[Start of section]

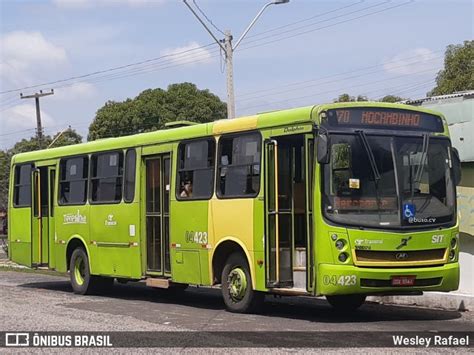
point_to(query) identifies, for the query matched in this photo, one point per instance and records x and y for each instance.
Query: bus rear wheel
(82, 282)
(346, 303)
(239, 297)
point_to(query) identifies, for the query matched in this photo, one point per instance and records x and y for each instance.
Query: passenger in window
(187, 189)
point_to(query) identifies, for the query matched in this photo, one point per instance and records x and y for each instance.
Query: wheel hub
(237, 282)
(79, 271)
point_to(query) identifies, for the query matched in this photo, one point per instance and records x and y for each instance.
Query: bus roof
(263, 120)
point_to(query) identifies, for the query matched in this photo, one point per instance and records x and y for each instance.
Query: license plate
(403, 280)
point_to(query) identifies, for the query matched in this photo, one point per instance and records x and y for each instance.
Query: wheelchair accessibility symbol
(408, 210)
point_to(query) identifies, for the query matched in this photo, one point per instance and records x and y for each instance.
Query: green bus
(340, 200)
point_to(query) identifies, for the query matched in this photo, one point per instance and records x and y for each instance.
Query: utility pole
(228, 49)
(229, 53)
(39, 127)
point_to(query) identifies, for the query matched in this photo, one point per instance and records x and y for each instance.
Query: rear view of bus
(387, 222)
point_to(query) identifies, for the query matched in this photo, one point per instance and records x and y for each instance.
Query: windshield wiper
(373, 165)
(424, 153)
(370, 155)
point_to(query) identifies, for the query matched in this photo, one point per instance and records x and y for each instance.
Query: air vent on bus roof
(176, 124)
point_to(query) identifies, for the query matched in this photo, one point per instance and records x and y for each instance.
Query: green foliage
(458, 72)
(152, 108)
(391, 98)
(349, 98)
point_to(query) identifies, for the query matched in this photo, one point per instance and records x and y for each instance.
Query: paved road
(42, 302)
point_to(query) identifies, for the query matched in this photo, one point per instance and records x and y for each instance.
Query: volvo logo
(401, 256)
(403, 242)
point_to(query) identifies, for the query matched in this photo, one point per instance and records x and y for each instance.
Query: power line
(306, 19)
(105, 70)
(207, 18)
(318, 82)
(335, 90)
(324, 27)
(296, 83)
(151, 60)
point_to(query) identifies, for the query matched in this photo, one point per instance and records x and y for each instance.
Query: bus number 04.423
(196, 237)
(343, 280)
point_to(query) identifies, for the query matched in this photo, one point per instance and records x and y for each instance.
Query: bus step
(158, 283)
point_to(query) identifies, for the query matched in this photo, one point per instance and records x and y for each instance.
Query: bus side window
(106, 177)
(239, 166)
(22, 186)
(73, 174)
(195, 178)
(129, 181)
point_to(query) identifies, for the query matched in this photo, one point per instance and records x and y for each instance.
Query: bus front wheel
(239, 297)
(346, 303)
(82, 282)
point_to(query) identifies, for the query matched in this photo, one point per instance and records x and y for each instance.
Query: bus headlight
(343, 257)
(340, 244)
(453, 243)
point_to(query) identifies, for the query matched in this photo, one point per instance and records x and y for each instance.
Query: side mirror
(322, 149)
(456, 166)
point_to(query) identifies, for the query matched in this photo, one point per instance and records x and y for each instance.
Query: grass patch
(33, 271)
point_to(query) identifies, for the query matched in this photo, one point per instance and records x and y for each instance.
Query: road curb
(449, 301)
(11, 265)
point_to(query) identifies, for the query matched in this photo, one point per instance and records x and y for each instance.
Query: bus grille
(406, 258)
(435, 281)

[End of section]

- **Instructions for the task**
When you reach the line that holds "Query: side mirror", please copy it and every line after it through the end of the listing, exactly and with no other lines.

- **Finished exercise**
Query: side mirror
(322, 149)
(456, 166)
point_to(query) identifies, for the query matched in this photo, one point per instance and records x and y for each instance.
Query: grass patch
(33, 271)
point_to(query) identifies, for the query matched in this photo, one point per instance and records x and y for each instance.
Query: road curb
(449, 301)
(11, 265)
point_to(query) identifies, for the query matched in this photo, one point per instance and records x and y for each instance.
Query: bus grille
(406, 258)
(435, 281)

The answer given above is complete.